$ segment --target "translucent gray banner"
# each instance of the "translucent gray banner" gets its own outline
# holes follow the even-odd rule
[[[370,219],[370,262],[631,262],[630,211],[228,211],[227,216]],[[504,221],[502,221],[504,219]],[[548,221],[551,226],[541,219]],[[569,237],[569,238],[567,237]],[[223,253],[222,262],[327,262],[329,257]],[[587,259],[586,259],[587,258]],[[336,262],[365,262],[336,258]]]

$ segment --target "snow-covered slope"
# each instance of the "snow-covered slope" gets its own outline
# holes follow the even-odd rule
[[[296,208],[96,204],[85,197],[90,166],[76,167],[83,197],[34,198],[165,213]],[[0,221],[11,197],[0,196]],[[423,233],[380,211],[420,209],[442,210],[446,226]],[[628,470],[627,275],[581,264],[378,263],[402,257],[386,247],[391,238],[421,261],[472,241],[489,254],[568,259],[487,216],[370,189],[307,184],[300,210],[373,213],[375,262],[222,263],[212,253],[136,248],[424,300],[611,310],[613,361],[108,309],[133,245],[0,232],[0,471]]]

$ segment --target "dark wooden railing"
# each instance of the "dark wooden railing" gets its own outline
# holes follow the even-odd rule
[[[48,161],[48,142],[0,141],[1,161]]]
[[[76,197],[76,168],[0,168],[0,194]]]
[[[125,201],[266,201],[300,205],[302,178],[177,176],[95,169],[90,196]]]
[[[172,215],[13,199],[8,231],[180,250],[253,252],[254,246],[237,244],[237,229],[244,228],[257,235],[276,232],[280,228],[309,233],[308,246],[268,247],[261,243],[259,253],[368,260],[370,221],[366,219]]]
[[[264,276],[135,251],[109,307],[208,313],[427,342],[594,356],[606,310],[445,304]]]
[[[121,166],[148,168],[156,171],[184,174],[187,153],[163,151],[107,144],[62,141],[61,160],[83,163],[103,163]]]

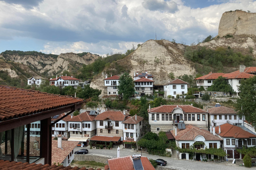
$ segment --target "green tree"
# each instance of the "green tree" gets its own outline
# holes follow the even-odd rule
[[[226,78],[220,76],[213,81],[213,84],[209,87],[207,90],[211,91],[222,91],[233,93],[234,90],[231,86],[225,80]]]
[[[239,116],[256,127],[256,76],[241,81],[238,87],[239,98],[235,107]]]
[[[134,84],[133,80],[128,73],[125,72],[119,79],[119,85],[117,86],[118,94],[125,100],[134,94]]]

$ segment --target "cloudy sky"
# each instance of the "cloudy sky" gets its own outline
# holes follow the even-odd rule
[[[0,0],[0,53],[124,53],[165,39],[190,45],[218,35],[226,11],[253,0]]]

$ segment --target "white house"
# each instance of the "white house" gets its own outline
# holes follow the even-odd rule
[[[211,134],[207,130],[192,125],[186,125],[185,129],[175,128],[171,131],[171,133],[175,139],[176,145],[180,148],[189,149],[191,146],[197,150],[205,149],[206,148],[221,148],[221,138]],[[180,153],[177,150],[177,156],[179,159],[189,159],[189,155],[187,152]],[[211,159],[214,158],[214,155],[206,155],[196,152],[194,158],[197,160],[203,160],[203,159]]]
[[[46,79],[39,76],[31,76],[28,78],[28,85],[36,85],[39,87],[40,84],[43,83]]]
[[[184,98],[188,92],[188,84],[187,82],[179,79],[169,82],[167,84],[164,85],[164,98],[171,96],[174,99],[179,95],[182,96],[181,98]]]
[[[89,144],[88,139],[96,134],[97,113],[93,110],[86,111],[68,120],[69,141],[83,142]],[[87,142],[87,143],[86,143]]]
[[[117,86],[119,86],[119,76],[117,75],[111,75],[108,78],[108,75],[106,74],[106,79],[104,80],[104,86],[105,90],[107,91],[107,95],[117,95],[118,94],[118,90]]]
[[[143,117],[135,115],[128,116],[123,124],[123,142],[136,142],[141,137]],[[125,146],[126,148],[126,146]]]
[[[151,131],[166,132],[179,123],[208,129],[209,113],[191,105],[162,105],[148,110]]]
[[[65,115],[65,113],[62,113],[52,117],[52,123],[61,119],[52,126],[52,137],[57,137],[58,134],[61,134],[62,137],[69,138],[68,120],[71,118],[71,116],[66,115],[65,118],[61,118]]]
[[[213,128],[213,131],[223,139],[223,149],[228,154],[228,159],[243,159],[243,155],[236,149],[242,148],[243,146],[252,147],[256,145],[256,135],[243,126],[225,123]]]
[[[57,77],[56,75],[56,78],[51,78],[49,81],[51,86],[61,87],[72,86],[74,88],[77,88],[79,85],[79,80],[80,80],[73,78],[73,76],[67,76],[67,74],[66,76],[61,76],[60,74],[59,77]]]
[[[215,107],[208,109],[209,124],[212,126],[219,126],[228,123],[235,125],[242,125],[245,117],[239,117],[237,112],[225,106]]]

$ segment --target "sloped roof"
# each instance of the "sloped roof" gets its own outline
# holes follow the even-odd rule
[[[86,111],[79,115],[74,116],[68,120],[69,122],[93,121],[95,116],[89,115],[90,111]]]
[[[148,113],[172,113],[176,108],[181,108],[184,113],[206,113],[208,112],[191,105],[162,105],[152,108]]]
[[[210,114],[237,114],[234,109],[225,106],[210,108],[208,112]]]
[[[109,78],[107,78],[107,79],[103,79],[103,80],[119,80],[120,77],[117,75],[113,75],[112,76],[110,76]]]
[[[113,121],[124,121],[125,117],[128,116],[129,114],[124,115],[121,111],[108,110],[101,113],[98,115],[95,118],[96,121],[104,121],[107,118]]]
[[[155,170],[148,158],[142,156],[140,158],[143,169]],[[134,170],[133,162],[131,156],[108,159],[109,169],[111,170]]]
[[[137,116],[137,118],[136,118]],[[136,120],[137,119],[137,120]],[[143,118],[139,116],[134,115],[132,117],[128,116],[127,118],[122,122],[122,123],[127,123],[127,124],[137,124],[140,121],[142,121],[143,120]]]
[[[218,77],[220,76],[222,76],[225,73],[212,73],[210,72],[208,74],[201,76],[199,78],[195,79],[194,80],[215,80],[218,79]]]
[[[79,142],[62,140],[62,148],[58,147],[58,140],[52,140],[52,165],[61,164],[68,155],[76,147]]]
[[[134,82],[155,82],[155,81],[145,78],[142,78],[135,80]]]
[[[0,121],[83,103],[83,99],[0,85]]]
[[[219,134],[219,126],[216,126],[215,128],[215,132],[218,134]],[[222,137],[231,137],[235,138],[256,137],[256,135],[245,131],[240,127],[227,123],[220,125],[220,131],[221,133],[219,134],[219,135]]]
[[[169,84],[188,84],[188,83],[182,80],[176,79],[171,81],[170,83],[169,83]]]
[[[198,135],[203,136],[206,141],[222,140],[221,138],[211,134],[209,131],[190,124],[186,126],[186,129],[178,129],[176,136],[173,131],[172,130],[170,132],[177,140],[195,140],[196,137]]]
[[[63,80],[80,80],[80,79],[76,79],[71,76],[61,76],[57,77],[57,78],[54,78],[50,79],[49,81],[55,81],[59,80],[60,78],[61,78]]]

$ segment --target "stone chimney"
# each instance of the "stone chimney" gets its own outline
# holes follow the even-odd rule
[[[62,148],[62,138],[61,134],[58,135],[58,147],[59,148]]]
[[[244,70],[245,70],[245,65],[240,65],[239,66],[239,71],[242,73],[244,72]]]

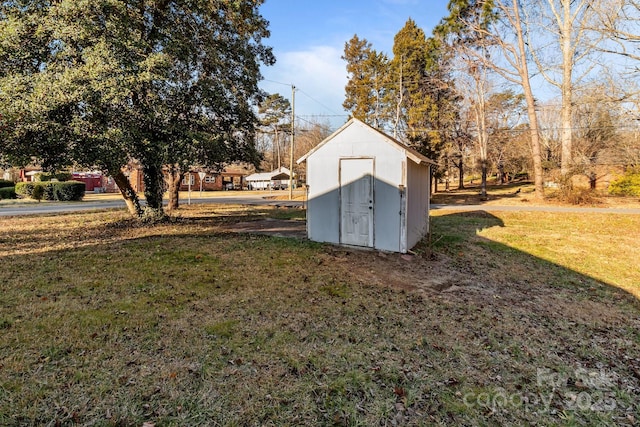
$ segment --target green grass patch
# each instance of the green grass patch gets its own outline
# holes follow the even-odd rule
[[[432,260],[228,232],[273,215],[0,219],[0,425],[635,422],[637,220],[440,211]]]

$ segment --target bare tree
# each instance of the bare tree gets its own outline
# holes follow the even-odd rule
[[[593,71],[594,63],[584,63],[603,39],[603,33],[595,28],[597,14],[592,3],[592,0],[545,0],[538,2],[542,7],[529,9],[525,18],[528,44],[536,47],[531,49],[532,58],[545,80],[561,94],[560,171],[565,183],[570,182],[568,178],[574,166],[574,88]],[[536,43],[534,39],[545,43]]]
[[[597,29],[613,42],[602,50],[640,61],[640,0],[609,0],[593,7],[598,14]]]
[[[460,10],[465,10],[464,8],[457,11],[454,9],[452,16],[441,24],[440,31],[446,32],[448,25],[455,22],[457,28],[463,28],[466,33],[473,33],[475,36],[472,38],[472,43],[480,42],[486,50],[468,49],[468,53],[474,55],[474,59],[484,67],[491,68],[505,80],[522,89],[529,119],[535,197],[544,198],[540,135],[536,100],[531,86],[529,70],[531,51],[526,41],[527,27],[523,19],[523,0],[469,1],[467,10],[469,8],[476,8],[482,12],[469,14],[460,13]],[[488,9],[491,9],[490,13],[487,12]],[[481,19],[478,19],[479,16]]]

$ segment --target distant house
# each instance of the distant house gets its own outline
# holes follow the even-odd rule
[[[245,178],[251,190],[284,190],[289,187],[289,177],[291,172],[284,166],[271,172],[254,173]],[[295,178],[295,173],[293,175]],[[294,182],[294,186],[295,186]]]
[[[406,253],[429,230],[430,167],[357,119],[305,154],[310,240]]]
[[[202,171],[191,171],[186,173],[180,184],[180,191],[187,191],[191,186],[192,191],[200,190],[200,173],[204,173],[202,178],[202,190],[242,190],[246,187],[247,169],[240,166],[228,166],[222,172],[211,173]]]

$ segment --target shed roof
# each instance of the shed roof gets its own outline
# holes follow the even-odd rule
[[[411,159],[413,162],[417,163],[417,164],[430,164],[430,165],[435,165],[437,164],[436,162],[434,162],[433,160],[429,159],[428,157],[426,157],[423,154],[420,154],[419,152],[417,152],[416,150],[414,150],[411,147],[406,146],[405,144],[403,144],[402,142],[398,141],[397,139],[387,135],[386,133],[369,126],[368,124],[366,124],[365,122],[356,119],[355,117],[350,119],[347,123],[345,123],[344,125],[342,125],[342,127],[340,127],[340,129],[336,130],[334,133],[332,133],[331,135],[329,135],[324,141],[322,141],[320,144],[318,144],[316,147],[314,147],[313,149],[311,149],[307,154],[305,154],[304,156],[300,157],[298,159],[298,164],[304,162],[305,160],[307,160],[307,158],[312,155],[313,153],[315,153],[316,151],[318,151],[322,146],[324,146],[325,144],[327,144],[329,141],[331,141],[333,138],[335,138],[338,134],[340,134],[342,131],[344,131],[346,128],[348,128],[349,126],[352,126],[353,124],[360,124],[362,126],[365,126],[366,128],[379,133],[380,135],[382,135],[384,137],[384,141],[386,141],[389,144],[395,145],[397,148],[400,148],[401,150],[404,151],[405,155],[407,156],[407,158]]]

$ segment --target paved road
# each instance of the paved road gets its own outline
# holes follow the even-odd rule
[[[144,201],[143,201],[144,202]],[[182,205],[187,200],[181,199]],[[283,205],[300,206],[299,201],[265,199],[261,195],[236,194],[232,196],[215,196],[204,198],[192,198],[192,204],[198,203],[226,203],[239,205]],[[98,209],[124,209],[123,200],[104,200],[68,203],[29,203],[20,205],[0,205],[0,216],[15,215],[41,215],[64,212],[78,212]],[[509,212],[570,212],[570,213],[615,213],[640,215],[640,208],[582,208],[564,206],[496,206],[496,205],[431,205],[432,209],[447,209],[460,211],[509,211]]]
[[[144,200],[142,200],[144,203]],[[166,201],[165,201],[166,203]],[[260,195],[233,195],[233,196],[216,196],[204,198],[192,198],[192,204],[199,203],[225,203],[238,205],[282,205],[282,206],[300,206],[302,202],[288,200],[265,199]],[[187,200],[180,200],[181,205],[186,205]],[[67,202],[67,203],[25,203],[18,205],[0,205],[0,216],[16,216],[16,215],[43,215],[56,214],[65,212],[90,211],[99,209],[115,209],[125,208],[124,200],[102,200],[102,201],[86,201],[86,202]]]

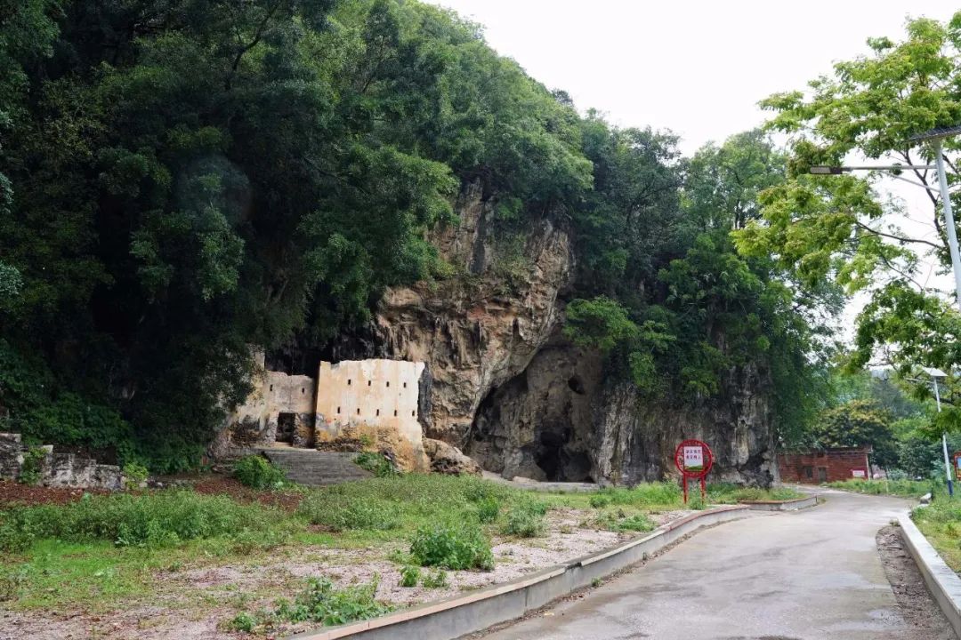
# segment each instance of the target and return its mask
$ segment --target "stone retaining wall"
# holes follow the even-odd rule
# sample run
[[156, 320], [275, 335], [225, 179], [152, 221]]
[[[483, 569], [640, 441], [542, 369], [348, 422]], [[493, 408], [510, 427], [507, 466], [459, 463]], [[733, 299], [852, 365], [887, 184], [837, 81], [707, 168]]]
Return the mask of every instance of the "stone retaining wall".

• • •

• _Description of the task_: Output exactly the lines between the one containing "# segment each" and the final line above, both inclusive.

• _Exercise solution_:
# segment each instance of the target and return its mask
$ segment --target "stone retaining wall"
# holes follow the even-odd rule
# sample run
[[156, 320], [275, 335], [225, 179], [152, 221]]
[[[483, 569], [640, 441], [542, 369], [348, 422]], [[493, 408], [510, 427], [507, 466], [459, 463]], [[733, 299], [852, 365], [887, 184], [837, 81], [707, 168]]]
Return the mask of every instance of the "stone retaining wall".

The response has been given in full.